Es sei auf jeden Fall eine Zäsur, dieses Buch, sagt Judith Hermann. Das Buch, das eigentlich gar keins sein sollte. Sondern nur ein mündliches Auskunftgeben über ihr Schreiben vor Studierenden.

Judith Hermann wurde gebeten, die sogenannte "Frankfurter Poetikvorlesung" zu halten. Was in ihrem Fall bedeutet, etwas über die Kunst der Leerstelle zu sagen, die all ihre Texte ausmacht: das Etwas, das fehlt, das nicht zustande kommt, das nicht ausgesprochen wird. Und also auch über die Momente der eigenen Geschichte und Familie, die sich unmerklich in ihrer Literatur spiegeln.

Psychoanalyse als Hintergrund

Zum Beispiel, noch vergleichsweise harmlos, dieser Dr. Dreehüs. Er ist Psychoanalytiker, einer, den es wirklich gibt. Viele Sitzungen hat Judith Hermann bei ihm verbracht, auf Empfehlung einer Freundin - ähnlich wie eine Figur im Erzählband "Lettipark", die bei einem ähnlichen Psychoanalytiker landet. Er ist quasi der Mensch, der alle privaten Hintergründe zu Erzählungen und Romanen kennt. Sind sie wirklich gut bei ihm aufgehoben? Zu "Lettipark" äußert er sich zurückhaltend. Aber einmal nennt er das, was sie in der Analyse erzählt, etwas wehleidig. "Eigentlich krass, oder?", sagt Hermann im Gespräch über das Buch, in dem sie von dieser Analyse-Beziehung als einem Hintergrund ihres Schreibens berichtet. Weh und Leid, zwei schöne alte Wörter, immerhin, es lässt sich literarisieren. Die Kränkung wird entkräftet. Eine Analyse, in der man sich behaupten muss - und die Hermann schließlich abbricht.

Worum mag es in diesen Sitzungen gegangen sein? Da sind sie wieder, die Leerstellen. Doch im Laufe von "Wir hätten uns alles gesagt" gibt die Schriftstellerin viel von sich preis, vom jähzornig-bipolaren Vater, "der den Krieg in sich trug", von den Kriegsversehrungen der Großeltern, den Traumata quer durch die Generationen, vom Schweigen in der Familiengeschichte, von eigenen Fluchten. Wehleidig, naja. Für Hermann-Leserinnen blitzt das Haus am Meer auf, Väterfiguren, Großmütter. Die Freundschafts-Wahlfamilie der 90er Jahre, die den biographischen Hintergrund bildet für "Sommerhaus, später", das Sensationsdebut, mit dem die Schriftstellerin mit Ende 20 die literarische Welt beeindruckte.

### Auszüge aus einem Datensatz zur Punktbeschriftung

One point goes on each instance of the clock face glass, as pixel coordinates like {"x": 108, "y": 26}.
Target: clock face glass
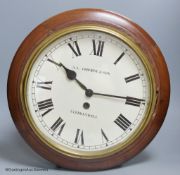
{"x": 88, "y": 91}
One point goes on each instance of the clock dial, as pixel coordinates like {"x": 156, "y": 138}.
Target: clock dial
{"x": 88, "y": 91}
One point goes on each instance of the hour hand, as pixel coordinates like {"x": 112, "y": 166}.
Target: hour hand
{"x": 71, "y": 75}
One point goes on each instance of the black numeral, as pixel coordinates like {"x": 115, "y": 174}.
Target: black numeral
{"x": 46, "y": 106}
{"x": 59, "y": 123}
{"x": 119, "y": 58}
{"x": 122, "y": 122}
{"x": 45, "y": 85}
{"x": 75, "y": 48}
{"x": 104, "y": 137}
{"x": 79, "y": 137}
{"x": 98, "y": 48}
{"x": 132, "y": 78}
{"x": 134, "y": 101}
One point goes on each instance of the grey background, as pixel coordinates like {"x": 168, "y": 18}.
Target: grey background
{"x": 161, "y": 18}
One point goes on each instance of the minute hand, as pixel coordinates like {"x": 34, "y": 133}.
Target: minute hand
{"x": 116, "y": 96}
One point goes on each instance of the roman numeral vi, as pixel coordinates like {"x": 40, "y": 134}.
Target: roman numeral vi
{"x": 122, "y": 122}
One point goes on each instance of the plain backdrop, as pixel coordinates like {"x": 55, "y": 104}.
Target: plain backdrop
{"x": 160, "y": 18}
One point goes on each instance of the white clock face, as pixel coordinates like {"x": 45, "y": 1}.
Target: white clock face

### AUFGABE
Setze den Textauszug über Judith Hermann bitte nach seinem letzten Satz fort. Die Datensätze haben mit dem Textauszug nichts zu tun.

### ANTWORT
Wohltuend zarte Offenheit

Der Titel, "Wir hätten uns alles gesagt", gehört zu einer Szene, in der das literarische Ich kurz davor ist, dem Freund solche Geheimnisse zu verraten. Typischer Hermann-Konjunktiv eigentlich, die Hermann-Vergeblichkeit. Aber, und das ist die Zäsur, von der die Autorin spricht - das Geheimnis wird tatsächlich verraten. Dem Freund, den Lauschenden in den Poetik-Vorlesungen, den Lesern und Leserinnen dieses Buchs. "Es hat mich gestärkt, mit dieser Geheimniskrämerei, die der Erzählerin vorgeworfen wird, aufzuhören“, nennt Hermann das, "man kann wachsen, auch wenn man schon erwachsen ist." Eine wohltuend zarte Offenheit in einer Zeit, in der autofiktionales Schreiben der Stil der Stunde ist und das Publikum von allen Seiten mit Bekenntnissen bedrängt wird.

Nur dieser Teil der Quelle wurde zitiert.